Task objective: Give a faithful, exact copy of all entries, minus the images.

Dataset excerpts:
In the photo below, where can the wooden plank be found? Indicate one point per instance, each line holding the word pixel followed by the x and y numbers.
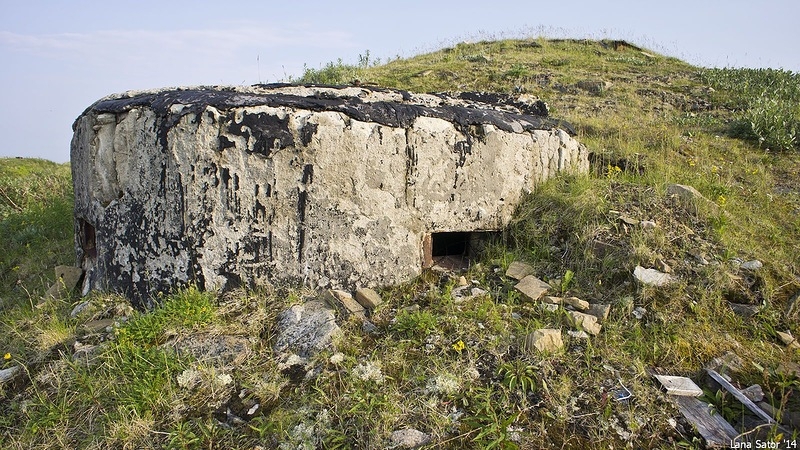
pixel 713 427
pixel 679 385
pixel 739 396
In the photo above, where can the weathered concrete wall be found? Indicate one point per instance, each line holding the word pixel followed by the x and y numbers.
pixel 334 187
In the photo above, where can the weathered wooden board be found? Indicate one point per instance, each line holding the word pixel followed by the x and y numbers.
pixel 713 427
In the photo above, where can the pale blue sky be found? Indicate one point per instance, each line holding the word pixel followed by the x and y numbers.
pixel 58 57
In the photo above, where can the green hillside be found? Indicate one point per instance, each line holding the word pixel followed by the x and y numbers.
pixel 454 368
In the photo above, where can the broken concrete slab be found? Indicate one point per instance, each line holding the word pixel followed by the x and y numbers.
pixel 532 288
pixel 679 385
pixel 652 277
pixel 585 322
pixel 519 270
pixel 306 328
pixel 575 302
pixel 544 340
pixel 600 311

Response area:
In the photo below, where can the wooden plank be found? Indicate one point per instance, each line holding the word pixel followed by the x and y numbers.
pixel 713 427
pixel 679 385
pixel 739 396
In the photo above, where can the weathered concrete wall be found? Indicate one point per instance, each line holding the word pixel followed by the x and y numbers.
pixel 334 187
In the photo above, where can the weathered wooden board be found? Indicate one point per instance, each line holding the word pixel followed by the x and y numbers.
pixel 713 427
In the photo above, where can the pale blue sky be found? Indicate one point per instance, each line holding the word pixel followed by the x and y numbers.
pixel 58 57
In the photo above, where can the green hillside be found? Indicate one point per instance, each line holding the word pixel followed by the x and y numbers.
pixel 454 368
In the photo above, where can the broken concrete slab be found? Indicate one point per instance, each line holding the word pixel followed by the x and y numbers.
pixel 532 288
pixel 679 385
pixel 652 277
pixel 585 322
pixel 519 270
pixel 306 328
pixel 575 302
pixel 544 340
pixel 600 311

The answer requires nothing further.